__Exercise materials__
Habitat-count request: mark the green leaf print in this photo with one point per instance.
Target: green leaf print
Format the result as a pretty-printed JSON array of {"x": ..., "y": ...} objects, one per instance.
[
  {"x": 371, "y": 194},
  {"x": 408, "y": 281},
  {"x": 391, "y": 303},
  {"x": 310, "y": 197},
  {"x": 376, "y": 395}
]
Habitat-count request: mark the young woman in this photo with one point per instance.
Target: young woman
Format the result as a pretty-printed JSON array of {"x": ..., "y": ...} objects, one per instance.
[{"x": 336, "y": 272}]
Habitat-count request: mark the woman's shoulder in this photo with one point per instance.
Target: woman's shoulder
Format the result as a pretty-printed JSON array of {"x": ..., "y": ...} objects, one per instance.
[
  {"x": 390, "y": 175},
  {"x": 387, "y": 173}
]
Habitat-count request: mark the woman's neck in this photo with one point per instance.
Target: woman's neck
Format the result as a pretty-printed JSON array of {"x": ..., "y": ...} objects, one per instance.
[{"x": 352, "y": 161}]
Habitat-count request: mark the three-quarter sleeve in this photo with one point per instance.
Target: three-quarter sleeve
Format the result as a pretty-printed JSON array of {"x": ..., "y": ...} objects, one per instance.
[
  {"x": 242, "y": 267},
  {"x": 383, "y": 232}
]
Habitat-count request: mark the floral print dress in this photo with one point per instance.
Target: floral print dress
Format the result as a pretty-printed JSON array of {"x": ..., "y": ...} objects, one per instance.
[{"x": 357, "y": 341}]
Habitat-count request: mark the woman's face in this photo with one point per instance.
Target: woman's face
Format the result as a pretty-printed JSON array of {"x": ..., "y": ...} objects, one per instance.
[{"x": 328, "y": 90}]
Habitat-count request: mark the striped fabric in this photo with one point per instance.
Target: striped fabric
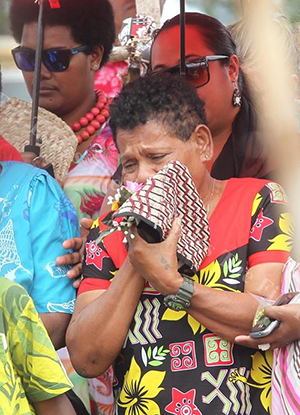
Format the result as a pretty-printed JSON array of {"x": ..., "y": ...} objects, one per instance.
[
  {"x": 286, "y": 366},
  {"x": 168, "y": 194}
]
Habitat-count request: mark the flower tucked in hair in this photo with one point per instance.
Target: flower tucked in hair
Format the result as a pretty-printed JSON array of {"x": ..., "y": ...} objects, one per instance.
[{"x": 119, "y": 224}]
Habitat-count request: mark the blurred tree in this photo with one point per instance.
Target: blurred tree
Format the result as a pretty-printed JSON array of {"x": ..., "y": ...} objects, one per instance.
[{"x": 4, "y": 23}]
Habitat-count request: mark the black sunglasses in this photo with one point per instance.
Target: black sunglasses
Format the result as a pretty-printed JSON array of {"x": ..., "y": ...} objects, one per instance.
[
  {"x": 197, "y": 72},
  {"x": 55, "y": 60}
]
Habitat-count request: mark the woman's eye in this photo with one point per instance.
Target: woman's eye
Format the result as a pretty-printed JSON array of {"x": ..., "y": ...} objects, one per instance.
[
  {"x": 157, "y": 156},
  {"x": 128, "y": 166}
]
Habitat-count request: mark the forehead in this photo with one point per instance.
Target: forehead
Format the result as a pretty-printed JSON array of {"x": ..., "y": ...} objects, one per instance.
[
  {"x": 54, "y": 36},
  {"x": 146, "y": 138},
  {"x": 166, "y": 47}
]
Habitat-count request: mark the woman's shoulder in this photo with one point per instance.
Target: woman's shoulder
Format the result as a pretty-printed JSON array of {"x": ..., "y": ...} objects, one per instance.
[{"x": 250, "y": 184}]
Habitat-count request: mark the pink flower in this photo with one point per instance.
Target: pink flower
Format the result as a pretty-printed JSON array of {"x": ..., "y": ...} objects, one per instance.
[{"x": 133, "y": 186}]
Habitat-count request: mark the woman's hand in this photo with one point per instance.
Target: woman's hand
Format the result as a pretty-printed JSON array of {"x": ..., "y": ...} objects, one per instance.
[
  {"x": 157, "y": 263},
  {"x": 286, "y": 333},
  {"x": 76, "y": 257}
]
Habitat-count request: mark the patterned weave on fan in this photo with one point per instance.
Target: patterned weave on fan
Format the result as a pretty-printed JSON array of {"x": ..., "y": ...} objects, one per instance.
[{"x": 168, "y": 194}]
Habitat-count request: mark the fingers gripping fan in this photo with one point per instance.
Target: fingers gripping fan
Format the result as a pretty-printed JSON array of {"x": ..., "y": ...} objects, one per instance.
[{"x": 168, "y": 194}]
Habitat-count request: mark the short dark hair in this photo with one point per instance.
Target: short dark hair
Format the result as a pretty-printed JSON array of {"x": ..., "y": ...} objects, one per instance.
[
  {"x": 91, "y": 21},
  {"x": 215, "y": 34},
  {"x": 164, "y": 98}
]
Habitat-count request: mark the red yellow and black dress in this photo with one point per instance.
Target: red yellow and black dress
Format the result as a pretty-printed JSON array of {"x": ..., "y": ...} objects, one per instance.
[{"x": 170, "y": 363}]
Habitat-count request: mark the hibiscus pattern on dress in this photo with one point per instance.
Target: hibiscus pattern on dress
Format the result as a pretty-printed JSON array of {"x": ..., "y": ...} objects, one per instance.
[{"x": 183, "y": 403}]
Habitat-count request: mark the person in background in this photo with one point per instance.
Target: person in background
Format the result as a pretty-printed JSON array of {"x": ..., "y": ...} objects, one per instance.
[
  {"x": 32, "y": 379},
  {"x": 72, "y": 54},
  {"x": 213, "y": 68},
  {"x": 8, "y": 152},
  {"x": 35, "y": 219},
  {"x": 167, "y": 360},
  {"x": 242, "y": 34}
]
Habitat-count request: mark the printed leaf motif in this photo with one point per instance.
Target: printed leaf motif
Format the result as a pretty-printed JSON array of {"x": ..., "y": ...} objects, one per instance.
--
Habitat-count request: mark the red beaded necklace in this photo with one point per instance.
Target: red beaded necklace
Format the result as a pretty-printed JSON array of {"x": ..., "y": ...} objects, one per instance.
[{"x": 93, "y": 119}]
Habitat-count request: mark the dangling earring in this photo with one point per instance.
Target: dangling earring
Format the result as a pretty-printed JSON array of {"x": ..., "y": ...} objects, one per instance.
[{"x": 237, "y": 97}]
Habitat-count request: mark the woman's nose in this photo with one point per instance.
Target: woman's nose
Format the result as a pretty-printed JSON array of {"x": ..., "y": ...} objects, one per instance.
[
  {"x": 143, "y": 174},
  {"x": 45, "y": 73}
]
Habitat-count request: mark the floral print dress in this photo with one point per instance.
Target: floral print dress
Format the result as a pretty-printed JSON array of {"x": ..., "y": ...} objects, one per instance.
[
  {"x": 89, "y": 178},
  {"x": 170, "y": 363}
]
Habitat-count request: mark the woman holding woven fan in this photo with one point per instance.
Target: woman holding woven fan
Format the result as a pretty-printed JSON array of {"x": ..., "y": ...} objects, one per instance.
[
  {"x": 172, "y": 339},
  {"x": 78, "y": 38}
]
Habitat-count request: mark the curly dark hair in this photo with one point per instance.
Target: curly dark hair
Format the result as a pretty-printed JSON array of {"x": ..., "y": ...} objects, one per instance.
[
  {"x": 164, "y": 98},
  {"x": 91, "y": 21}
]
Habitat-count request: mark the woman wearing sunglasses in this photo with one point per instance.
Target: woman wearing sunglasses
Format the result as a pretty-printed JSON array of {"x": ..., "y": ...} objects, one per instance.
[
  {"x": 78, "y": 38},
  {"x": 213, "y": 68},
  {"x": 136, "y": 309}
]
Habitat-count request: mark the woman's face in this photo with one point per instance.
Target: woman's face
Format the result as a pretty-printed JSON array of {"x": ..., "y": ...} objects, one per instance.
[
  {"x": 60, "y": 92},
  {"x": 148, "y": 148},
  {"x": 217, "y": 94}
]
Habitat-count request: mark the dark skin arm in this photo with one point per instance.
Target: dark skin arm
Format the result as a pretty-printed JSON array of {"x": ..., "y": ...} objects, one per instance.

__Description of the task__
Within the listing above, each line containing "curly" is counted once; report the total and nothing else.

__Answer to this task__
2